* EXERCISE OBJECTIVE:
Exactly reproduce the line containing "Question. Point out every instance of the soccer player" together with every line after it, through the end of the entries, and give nothing more.

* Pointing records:
★ ★ ★

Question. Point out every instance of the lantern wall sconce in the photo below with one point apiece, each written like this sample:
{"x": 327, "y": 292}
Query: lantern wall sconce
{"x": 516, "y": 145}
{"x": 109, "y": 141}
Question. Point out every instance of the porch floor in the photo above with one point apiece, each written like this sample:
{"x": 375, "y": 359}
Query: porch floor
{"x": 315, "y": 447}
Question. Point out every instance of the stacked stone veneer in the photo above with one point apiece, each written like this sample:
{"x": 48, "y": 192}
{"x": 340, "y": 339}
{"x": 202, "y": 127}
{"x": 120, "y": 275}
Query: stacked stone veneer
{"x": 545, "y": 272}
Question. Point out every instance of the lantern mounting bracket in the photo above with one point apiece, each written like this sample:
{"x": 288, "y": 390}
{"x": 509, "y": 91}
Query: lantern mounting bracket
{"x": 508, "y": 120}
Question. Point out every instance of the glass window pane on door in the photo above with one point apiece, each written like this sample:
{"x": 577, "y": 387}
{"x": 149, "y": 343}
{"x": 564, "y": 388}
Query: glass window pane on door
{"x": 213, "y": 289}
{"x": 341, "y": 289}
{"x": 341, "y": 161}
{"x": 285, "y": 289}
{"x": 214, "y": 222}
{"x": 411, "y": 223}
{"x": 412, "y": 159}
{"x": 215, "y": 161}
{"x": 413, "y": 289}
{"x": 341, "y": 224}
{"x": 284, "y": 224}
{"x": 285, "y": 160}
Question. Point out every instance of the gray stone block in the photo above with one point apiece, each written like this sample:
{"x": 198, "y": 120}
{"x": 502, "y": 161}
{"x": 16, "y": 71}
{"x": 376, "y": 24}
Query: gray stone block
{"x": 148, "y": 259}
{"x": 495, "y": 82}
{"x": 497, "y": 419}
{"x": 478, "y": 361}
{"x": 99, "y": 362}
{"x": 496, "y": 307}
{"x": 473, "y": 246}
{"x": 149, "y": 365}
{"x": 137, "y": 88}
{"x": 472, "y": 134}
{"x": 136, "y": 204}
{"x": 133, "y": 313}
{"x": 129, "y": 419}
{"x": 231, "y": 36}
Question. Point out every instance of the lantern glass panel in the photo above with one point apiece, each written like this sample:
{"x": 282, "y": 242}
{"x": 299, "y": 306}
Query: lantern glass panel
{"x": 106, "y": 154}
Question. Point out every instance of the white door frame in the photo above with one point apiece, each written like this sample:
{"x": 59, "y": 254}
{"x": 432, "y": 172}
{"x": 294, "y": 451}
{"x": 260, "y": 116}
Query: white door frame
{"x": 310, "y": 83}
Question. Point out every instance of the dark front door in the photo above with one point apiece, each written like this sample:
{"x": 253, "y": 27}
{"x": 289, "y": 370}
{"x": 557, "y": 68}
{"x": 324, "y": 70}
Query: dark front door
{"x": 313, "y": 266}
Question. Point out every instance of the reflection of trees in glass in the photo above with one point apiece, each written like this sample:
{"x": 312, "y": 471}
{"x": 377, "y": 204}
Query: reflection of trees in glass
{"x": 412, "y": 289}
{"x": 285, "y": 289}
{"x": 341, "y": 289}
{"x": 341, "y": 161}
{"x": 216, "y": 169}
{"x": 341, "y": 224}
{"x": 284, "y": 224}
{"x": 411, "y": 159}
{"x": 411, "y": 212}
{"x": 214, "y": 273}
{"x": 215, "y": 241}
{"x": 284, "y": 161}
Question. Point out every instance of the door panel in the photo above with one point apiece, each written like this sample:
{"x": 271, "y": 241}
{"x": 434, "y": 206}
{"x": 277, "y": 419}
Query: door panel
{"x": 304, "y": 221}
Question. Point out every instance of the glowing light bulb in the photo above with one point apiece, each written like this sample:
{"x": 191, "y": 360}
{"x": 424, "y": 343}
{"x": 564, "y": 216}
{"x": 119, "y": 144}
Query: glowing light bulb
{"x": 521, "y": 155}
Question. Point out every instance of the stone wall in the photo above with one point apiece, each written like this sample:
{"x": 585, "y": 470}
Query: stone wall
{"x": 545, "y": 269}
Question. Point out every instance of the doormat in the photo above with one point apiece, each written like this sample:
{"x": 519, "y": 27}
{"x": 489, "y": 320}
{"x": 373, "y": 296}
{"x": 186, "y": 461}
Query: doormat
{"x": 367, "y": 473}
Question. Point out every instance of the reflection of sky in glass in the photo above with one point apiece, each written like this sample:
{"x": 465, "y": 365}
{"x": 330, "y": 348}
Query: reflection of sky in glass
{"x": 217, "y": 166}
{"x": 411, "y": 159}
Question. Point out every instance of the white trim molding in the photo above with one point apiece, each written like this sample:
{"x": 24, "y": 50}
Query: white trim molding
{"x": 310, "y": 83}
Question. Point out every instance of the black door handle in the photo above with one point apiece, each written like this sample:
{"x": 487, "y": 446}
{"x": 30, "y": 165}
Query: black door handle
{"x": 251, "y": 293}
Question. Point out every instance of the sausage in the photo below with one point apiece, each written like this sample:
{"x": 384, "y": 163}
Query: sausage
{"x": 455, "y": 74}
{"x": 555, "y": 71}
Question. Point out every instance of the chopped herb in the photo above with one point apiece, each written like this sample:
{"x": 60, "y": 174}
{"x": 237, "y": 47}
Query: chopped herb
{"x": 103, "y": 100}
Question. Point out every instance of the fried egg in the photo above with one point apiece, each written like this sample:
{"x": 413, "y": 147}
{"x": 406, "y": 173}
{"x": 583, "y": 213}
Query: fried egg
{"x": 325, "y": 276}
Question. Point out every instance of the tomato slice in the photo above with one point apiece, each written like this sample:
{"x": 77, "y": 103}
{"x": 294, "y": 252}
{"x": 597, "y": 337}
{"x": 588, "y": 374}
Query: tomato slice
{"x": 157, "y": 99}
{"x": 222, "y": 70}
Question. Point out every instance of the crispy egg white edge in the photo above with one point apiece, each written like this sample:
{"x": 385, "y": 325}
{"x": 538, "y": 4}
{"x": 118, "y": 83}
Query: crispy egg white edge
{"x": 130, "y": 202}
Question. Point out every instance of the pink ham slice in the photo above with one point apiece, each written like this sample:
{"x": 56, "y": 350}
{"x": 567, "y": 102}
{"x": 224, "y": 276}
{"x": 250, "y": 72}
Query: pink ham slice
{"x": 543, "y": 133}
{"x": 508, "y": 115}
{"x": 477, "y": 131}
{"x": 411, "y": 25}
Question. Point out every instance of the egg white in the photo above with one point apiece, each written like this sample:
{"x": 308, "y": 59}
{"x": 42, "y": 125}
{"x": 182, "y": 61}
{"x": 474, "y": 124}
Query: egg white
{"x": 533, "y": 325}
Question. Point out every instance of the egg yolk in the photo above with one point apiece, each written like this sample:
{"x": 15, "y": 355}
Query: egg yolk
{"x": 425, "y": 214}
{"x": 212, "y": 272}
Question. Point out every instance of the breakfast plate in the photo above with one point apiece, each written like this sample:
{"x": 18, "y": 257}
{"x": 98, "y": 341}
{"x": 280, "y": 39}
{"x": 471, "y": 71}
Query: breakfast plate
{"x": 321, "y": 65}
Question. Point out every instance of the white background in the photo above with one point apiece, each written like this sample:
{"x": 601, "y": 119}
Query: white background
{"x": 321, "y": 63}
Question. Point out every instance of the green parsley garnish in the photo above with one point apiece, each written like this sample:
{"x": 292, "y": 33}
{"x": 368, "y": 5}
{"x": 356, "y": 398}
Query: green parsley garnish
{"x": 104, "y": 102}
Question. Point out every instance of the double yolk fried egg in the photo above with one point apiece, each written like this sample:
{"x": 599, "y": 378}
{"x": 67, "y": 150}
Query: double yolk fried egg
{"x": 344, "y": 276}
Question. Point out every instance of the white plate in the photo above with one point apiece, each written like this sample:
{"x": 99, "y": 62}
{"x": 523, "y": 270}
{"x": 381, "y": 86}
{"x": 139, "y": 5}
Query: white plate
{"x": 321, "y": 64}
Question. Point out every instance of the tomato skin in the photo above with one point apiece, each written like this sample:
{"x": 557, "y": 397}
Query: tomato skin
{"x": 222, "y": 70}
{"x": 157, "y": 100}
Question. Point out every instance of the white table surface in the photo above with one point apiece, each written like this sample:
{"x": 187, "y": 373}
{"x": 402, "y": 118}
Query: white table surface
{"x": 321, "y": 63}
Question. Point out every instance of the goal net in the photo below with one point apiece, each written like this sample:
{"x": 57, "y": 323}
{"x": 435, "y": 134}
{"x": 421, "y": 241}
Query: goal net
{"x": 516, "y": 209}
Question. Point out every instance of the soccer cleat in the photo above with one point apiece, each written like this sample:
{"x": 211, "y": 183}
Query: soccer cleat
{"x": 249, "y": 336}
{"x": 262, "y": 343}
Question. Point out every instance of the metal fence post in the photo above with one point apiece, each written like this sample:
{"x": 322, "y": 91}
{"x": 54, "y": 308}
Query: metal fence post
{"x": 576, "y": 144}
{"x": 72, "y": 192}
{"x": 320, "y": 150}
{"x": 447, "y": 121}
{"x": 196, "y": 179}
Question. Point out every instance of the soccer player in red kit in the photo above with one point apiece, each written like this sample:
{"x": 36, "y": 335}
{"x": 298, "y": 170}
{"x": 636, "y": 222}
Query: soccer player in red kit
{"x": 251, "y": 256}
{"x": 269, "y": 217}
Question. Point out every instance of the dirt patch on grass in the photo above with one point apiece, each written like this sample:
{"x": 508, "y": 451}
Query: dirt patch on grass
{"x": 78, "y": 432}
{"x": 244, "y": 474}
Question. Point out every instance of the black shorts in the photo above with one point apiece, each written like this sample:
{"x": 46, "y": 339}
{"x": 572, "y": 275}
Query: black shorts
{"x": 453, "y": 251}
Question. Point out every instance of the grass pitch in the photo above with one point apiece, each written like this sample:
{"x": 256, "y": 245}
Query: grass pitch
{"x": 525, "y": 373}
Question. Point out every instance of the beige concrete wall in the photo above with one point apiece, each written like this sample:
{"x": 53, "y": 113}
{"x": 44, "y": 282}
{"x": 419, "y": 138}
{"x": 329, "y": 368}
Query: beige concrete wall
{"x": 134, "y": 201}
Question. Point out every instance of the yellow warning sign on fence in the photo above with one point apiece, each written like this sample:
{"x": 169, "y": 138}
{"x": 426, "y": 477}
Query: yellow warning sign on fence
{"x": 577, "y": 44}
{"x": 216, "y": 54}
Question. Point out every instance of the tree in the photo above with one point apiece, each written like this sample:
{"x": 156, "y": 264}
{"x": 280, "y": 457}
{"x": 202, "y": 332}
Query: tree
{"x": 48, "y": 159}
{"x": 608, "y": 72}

★ ★ ★

* FULL SOLUTION:
Question. Point out every instance of the soccer player in red kit in the photo above with one point apiece, each written like this sample:
{"x": 36, "y": 335}
{"x": 298, "y": 170}
{"x": 636, "y": 222}
Query: soccer player in red kit
{"x": 251, "y": 256}
{"x": 269, "y": 217}
Question. Point out every instance of the dirt patch on grass in the photo above with one point apiece, each written like this sample:
{"x": 508, "y": 451}
Query: dirt patch on grass
{"x": 78, "y": 432}
{"x": 244, "y": 474}
Question. Point out every instance of the black shorts in the photo above with one point apiece, each written like this sample:
{"x": 46, "y": 339}
{"x": 572, "y": 275}
Query: black shorts
{"x": 453, "y": 251}
Question. Point out every instance of the grass pitch in the photo above with one point apiece, each written like this sample:
{"x": 256, "y": 245}
Query: grass pitch
{"x": 525, "y": 373}
Question. Point out every instance of the beige concrete wall in the photo above with one point apiece, each written like this sample:
{"x": 53, "y": 113}
{"x": 44, "y": 282}
{"x": 419, "y": 138}
{"x": 329, "y": 368}
Query: beige concrete wall
{"x": 134, "y": 201}
Question. Point out every instance of the yellow warning sign on fence in the photo above with one point apiece, each written like this sample:
{"x": 169, "y": 138}
{"x": 426, "y": 477}
Query: yellow warning sign on fence
{"x": 577, "y": 44}
{"x": 216, "y": 54}
Question. Point out every instance of the tree in the photo above with one point apiece, each written like this sample:
{"x": 156, "y": 264}
{"x": 280, "y": 457}
{"x": 202, "y": 332}
Query: tree
{"x": 48, "y": 159}
{"x": 608, "y": 72}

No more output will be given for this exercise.